• [Action item] Exactly as written, transcribe the data that follows.

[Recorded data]
:::

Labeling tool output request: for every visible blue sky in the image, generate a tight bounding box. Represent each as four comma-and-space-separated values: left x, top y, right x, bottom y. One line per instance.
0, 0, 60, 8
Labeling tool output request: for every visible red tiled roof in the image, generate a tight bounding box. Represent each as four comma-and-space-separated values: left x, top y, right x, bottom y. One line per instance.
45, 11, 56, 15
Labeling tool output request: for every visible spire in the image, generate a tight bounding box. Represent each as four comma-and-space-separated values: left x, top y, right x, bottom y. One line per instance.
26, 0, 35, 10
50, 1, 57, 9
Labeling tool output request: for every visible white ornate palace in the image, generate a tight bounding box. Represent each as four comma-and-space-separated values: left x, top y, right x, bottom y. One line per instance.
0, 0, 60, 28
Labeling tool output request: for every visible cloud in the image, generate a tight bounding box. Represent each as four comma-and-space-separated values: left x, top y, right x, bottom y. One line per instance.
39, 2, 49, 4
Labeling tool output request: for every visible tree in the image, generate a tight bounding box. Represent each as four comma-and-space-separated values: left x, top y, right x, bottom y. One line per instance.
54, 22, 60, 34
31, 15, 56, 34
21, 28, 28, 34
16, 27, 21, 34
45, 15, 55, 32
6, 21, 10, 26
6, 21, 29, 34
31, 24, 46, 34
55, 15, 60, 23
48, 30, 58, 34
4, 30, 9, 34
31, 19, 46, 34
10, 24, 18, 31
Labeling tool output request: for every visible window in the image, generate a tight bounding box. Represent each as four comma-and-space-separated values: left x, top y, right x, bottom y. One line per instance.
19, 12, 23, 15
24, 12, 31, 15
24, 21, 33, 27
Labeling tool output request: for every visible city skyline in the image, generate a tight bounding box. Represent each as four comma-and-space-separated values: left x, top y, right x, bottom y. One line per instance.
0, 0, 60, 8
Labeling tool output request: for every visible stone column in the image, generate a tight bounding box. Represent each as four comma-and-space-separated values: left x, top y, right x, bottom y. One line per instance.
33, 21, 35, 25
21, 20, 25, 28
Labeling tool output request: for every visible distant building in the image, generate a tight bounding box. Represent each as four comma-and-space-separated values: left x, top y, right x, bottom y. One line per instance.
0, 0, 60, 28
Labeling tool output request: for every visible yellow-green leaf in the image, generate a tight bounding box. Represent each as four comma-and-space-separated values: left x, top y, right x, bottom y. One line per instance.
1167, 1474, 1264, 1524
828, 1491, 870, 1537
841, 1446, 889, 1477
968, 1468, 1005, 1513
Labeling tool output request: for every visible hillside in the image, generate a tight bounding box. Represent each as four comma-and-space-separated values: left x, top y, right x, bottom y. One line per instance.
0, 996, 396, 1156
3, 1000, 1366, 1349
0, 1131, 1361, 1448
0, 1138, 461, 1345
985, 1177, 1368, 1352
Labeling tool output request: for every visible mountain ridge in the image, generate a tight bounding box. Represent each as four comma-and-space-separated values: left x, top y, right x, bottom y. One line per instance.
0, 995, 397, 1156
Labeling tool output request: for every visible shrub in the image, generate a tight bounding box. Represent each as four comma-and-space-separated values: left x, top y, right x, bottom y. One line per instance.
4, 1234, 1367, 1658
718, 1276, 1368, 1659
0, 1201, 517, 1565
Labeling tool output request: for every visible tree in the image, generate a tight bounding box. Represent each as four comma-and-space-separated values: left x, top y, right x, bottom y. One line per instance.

:::

• [Result of this exercise]
Labeling tool output request: for every visible blue sky in the image, generate a tight bounding box. Represent each as four comma-and-space-separated values: left x, top y, right x, bottom y. One line per instance.
0, 0, 60, 8
Labeling tool output request: for every visible red tiled roof in the image, generate a tight bounding box. Represent each as four comma-and-space-separated values: left x, top y, right x, bottom y. One line per instance.
45, 11, 56, 15
Labeling tool output request: for every visible spire in the image, generate a tight bounding box. Represent each as four comma-and-space-separated values: left x, top y, right x, bottom y. One line per instance.
26, 0, 35, 10
50, 1, 57, 9
Labeling tool output request: for every visible white ornate palace in the image, generate a tight bounding box. Represent each as four comma-and-space-separated values: left x, top y, right x, bottom y. One line per instance.
0, 0, 60, 28
Labeling tool output request: for every visible cloud in the image, generate a tight bounding box. Represent each as four comma-and-space-separated values: left x, top y, right x, bottom y. One line per instance.
39, 2, 49, 4
Labeling tool output request: for every visible tree in the image, generate a tight bounding box. Represent each as four comma-and-space-separated values: left x, top y, right x, bottom y. One line per instance.
54, 22, 60, 34
31, 15, 56, 34
21, 28, 28, 34
16, 27, 21, 34
45, 15, 55, 32
6, 21, 10, 26
6, 21, 29, 34
31, 24, 46, 34
55, 15, 60, 23
48, 30, 58, 34
4, 30, 9, 34
31, 19, 46, 34
10, 24, 18, 31
Labeling tool output request: for every visible window in the image, generate a tight bounding box. Represent each as four comma-and-space-separated values: left x, top y, right x, bottom y. One line per instance.
19, 12, 23, 15
24, 12, 31, 15
24, 21, 33, 27
Labeling tool output request: for every visible city skyline in the image, generate a tight bounding box. Represent each as four comma-and-space-separated values: left x, top y, right x, bottom y. One line per instance.
0, 0, 60, 8
Labeling tool output request: for every visible stone column in the image, generate a tight bounding box. Represent each as four comma-and-space-separated values: left x, top y, right x, bottom y. One line per instance.
33, 21, 35, 25
21, 20, 25, 28
Labeling tool output request: for every visible distant building in the image, generate a tight bounding box. Represent each as four comma-and-space-separated values: left x, top y, right x, bottom y. One line per instance.
0, 0, 60, 28
Labeling tool output request: for every visible yellow-green leaf in the image, generate a tight bounding box. Represent each as four comma-and-space-separated values: left x, top y, right x, bottom y. One line per instance.
1167, 1474, 1264, 1524
828, 1491, 870, 1537
841, 1446, 889, 1477
968, 1468, 1005, 1513
Labeling tool output request: for every visible hillside in the image, generate a tight bounding box. Represent each as four comma-and-space-separated values: left x, top y, right x, bottom y. One line per instance.
0, 996, 396, 1156
3, 1000, 1366, 1349
0, 1131, 1361, 1448
0, 1138, 461, 1345
985, 1177, 1368, 1352
Labeling tool output request: for every visible mountain ridge in the image, generate a tight bounding box. Represent each as four comma-and-space-separated values: left x, top y, right x, bottom y. One line per instance.
0, 995, 397, 1156
Labeling tool output request: for every visible shrub in the image, generate a tight bounding box. Represent each as four comma-and-space-separated values: left x, top y, right x, bottom y. One line per instance.
4, 1234, 1367, 1658
718, 1276, 1368, 1659
0, 1201, 517, 1565
Labeling tool output request: for every visible tree in the image, generate a tight bounding box. Represent each as four comma-and-space-separated values: left x, top y, right x, bottom y. One line per instance.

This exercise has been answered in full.